Texto apresentado →
━━━━━━━━

A Europa afunda-se em resgates, o euro claudica. Durão mudou de nome para Barroso. Aparece Obama. Esmaece Mandela. O mundo sacode-se, com a revolta de uma larga região do hemisfério sul pobre mas emergente contra outra larga região do hemisfério norte rico mas decadente. O mundo ocidental atolado em dívidas. O mundo oriental a tornar-se potência. Uma demografia explosiva e desequilibrada. Centenas de milhões de seres humanos a sair da pobreza. A exigirem mais do seu sistema político. A circularem livremente em redes sociais. Primavera Árabe. África em crescimento astral.
Nestes dez primeiros anos do Negócios como jornal diário os dias foram mais que notícia. Foram um pentagrama de uma era em mudança, com as democracias, o capitalismo, o liberalismo, o sistema financeiro, os equilíbrios mundiais, a Europa em solavanco. É a frustração de ver um país a afundar-se na carência do futuro. É a paixão de noticiar um tempo histórico. Há dez anos Portugal já era Portugal. Há dez anos já íamos todos viver. Já queríamos partir tudo, já queríamos construir tudo, já queríamos desistir, insistir, resistir, amar, desesperar, esperar, não esperar. Perdemos muito. Mas também ganhámos muito na década perdida. Às vezes parece que a história nos desfaz. Mas somos nós quem faz a história. Jornalistas, leitores, incluídos, excluídos, temerários, amotinados, nós somos os escritores da História. “Que há-de ser de nós?”, perguntava Sérgio Godinho. A resposta é nossa. Porque mesmo quando a notícia é sobre outras gentes, políticos, empresários, polícias, ladrões, sucessos, fracassos, geografias e povos distantes, a notícia somos sempre nós.”

━━━━━━━━

Registos contidos num conjunto de dados
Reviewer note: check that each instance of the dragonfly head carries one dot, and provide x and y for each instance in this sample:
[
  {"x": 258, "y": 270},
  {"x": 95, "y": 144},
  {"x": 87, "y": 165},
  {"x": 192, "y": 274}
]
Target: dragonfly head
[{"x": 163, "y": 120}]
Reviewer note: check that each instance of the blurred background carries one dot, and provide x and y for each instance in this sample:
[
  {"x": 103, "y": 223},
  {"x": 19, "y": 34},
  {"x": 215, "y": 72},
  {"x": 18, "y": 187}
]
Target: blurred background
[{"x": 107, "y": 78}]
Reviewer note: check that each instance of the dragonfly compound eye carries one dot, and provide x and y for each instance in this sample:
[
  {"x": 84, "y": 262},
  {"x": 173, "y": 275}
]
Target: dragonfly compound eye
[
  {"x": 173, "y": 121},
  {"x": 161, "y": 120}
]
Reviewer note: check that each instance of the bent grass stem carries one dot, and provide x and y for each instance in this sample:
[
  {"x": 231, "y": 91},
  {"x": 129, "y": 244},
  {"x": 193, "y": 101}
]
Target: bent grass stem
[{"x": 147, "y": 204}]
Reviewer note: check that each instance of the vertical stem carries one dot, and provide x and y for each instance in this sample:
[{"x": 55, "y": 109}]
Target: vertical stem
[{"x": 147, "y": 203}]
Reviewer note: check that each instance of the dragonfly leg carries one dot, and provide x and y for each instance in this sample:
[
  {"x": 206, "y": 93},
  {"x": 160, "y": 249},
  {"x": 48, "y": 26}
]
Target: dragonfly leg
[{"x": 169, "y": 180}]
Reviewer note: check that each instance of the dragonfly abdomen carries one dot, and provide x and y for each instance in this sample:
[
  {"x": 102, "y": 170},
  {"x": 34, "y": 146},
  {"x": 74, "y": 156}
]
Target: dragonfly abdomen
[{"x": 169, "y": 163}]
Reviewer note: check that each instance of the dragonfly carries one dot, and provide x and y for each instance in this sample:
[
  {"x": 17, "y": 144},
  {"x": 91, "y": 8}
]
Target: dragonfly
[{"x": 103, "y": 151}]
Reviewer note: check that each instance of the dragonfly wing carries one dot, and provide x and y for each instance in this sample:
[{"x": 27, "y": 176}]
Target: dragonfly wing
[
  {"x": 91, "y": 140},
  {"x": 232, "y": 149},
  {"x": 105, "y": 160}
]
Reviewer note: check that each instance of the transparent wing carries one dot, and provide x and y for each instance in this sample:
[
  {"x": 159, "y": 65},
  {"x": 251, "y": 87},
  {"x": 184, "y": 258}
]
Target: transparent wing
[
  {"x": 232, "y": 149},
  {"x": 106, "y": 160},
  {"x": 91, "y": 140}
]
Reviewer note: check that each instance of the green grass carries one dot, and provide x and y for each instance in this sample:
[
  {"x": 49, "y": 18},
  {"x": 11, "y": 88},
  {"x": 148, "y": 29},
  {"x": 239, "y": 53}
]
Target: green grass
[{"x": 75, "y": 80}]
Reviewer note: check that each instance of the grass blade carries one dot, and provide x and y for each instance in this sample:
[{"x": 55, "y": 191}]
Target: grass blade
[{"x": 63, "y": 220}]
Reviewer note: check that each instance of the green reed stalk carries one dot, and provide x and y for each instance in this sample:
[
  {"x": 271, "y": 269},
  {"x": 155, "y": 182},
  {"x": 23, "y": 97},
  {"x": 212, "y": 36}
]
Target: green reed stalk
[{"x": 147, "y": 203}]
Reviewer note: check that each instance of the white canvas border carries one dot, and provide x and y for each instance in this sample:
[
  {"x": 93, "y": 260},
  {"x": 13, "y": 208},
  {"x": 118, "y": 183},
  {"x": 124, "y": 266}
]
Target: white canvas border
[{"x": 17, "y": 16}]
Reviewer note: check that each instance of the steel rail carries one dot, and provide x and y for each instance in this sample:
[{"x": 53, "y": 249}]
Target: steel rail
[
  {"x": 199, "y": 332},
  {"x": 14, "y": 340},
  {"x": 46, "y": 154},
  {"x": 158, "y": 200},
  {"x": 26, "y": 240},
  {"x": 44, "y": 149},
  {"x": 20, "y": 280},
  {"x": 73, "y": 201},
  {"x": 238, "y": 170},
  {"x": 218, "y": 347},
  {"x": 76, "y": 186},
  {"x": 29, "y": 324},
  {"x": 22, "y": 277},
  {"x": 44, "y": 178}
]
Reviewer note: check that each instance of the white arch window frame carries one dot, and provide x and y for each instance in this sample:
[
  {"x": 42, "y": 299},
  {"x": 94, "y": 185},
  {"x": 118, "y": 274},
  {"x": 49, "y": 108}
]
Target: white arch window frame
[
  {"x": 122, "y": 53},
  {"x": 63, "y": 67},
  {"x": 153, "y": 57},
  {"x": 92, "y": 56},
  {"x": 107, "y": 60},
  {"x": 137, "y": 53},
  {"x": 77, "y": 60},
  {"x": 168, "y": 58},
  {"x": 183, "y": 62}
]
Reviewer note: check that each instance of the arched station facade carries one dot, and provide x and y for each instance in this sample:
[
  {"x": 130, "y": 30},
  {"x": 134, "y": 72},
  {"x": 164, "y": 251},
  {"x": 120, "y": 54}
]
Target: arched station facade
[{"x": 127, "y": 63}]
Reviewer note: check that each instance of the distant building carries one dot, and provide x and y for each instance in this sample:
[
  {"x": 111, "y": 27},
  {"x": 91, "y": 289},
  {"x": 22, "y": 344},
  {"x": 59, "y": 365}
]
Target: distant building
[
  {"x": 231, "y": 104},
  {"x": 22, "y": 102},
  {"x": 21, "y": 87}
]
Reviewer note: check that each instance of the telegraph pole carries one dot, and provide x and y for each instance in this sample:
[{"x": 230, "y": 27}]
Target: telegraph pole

━━━━━━━━

Instruções →
A. As afirmações seguintes estão de acordo com o texto sobre os dez anos do Negócios? (i) O mundo ocidental está atolado em dívidas. (ii) A pergunta "Que há-de ser de nós?" é atribuída a Durão Barroso. (iii) Nos primeiros dez anos do Negócios como jornal diário, os dias foram mais que notícia. Responda sim ou não a cada uma e cite literalmente as palavras do texto que o decidem.
B. Como prosseguiria o texto sobre os dez anos do Negócios? Escreva a parte seguinte, começando logo depois da última frase.
Este material é independente do texto e deve ser considerado à parte.

Respostas dadas →
A.
(i) Sim: «O mundo ocidental atolado em dívidas.»
(ii) Não: «“Que há-de ser de nós?”, perguntava Sérgio Godinho.»
(iii) Sim: «Nestes dez primeiros anos do Negócios como jornal diário os dias foram mais que notícia.»

B.
O futuro vai ser o resultado da destruição sistematizada da economia pelos burocratas da UE !, qualquer que ele seja !
Alexandre
SEM DÚVIDA:
Na verdade, a crise financeira e económica redundou numa crise social e política. Ao colapso dos direitos fundamentais e do estado de direito seguiram-se os regimes do “maioritarismo”, um género híbrido entre a democracia e a ditadura. Mas mesmo esses falharam e os seus líderes buscaram o conflito para ocultar as suas responsabilidades. Os anos de 2014 em diante foram bem mais parecidos com o de 1914 e seguintes do que poderíamos imaginar. Muitos europeus buscaram o exílio e é de lá que vos chega esta carta.
Esta é a história que nos aconteceu
Rui o momento é muito mau. Que fazer com tanto poltico tão incapaz. O Brasileiro Rubens Ricupero dizia em Serralves na passada 5ª feira que a Europa está a ser gerida por polticos de 3ª cvategoria!!!!!!!!!
Que acha? e que fazer????????????????
abraço
augusto
Como haver novos politicos que facçam verdeira poltica e não mais do que temos tido?
Vão buscar os petralhas ao Brasil, esses sim são a nata da
esquerda!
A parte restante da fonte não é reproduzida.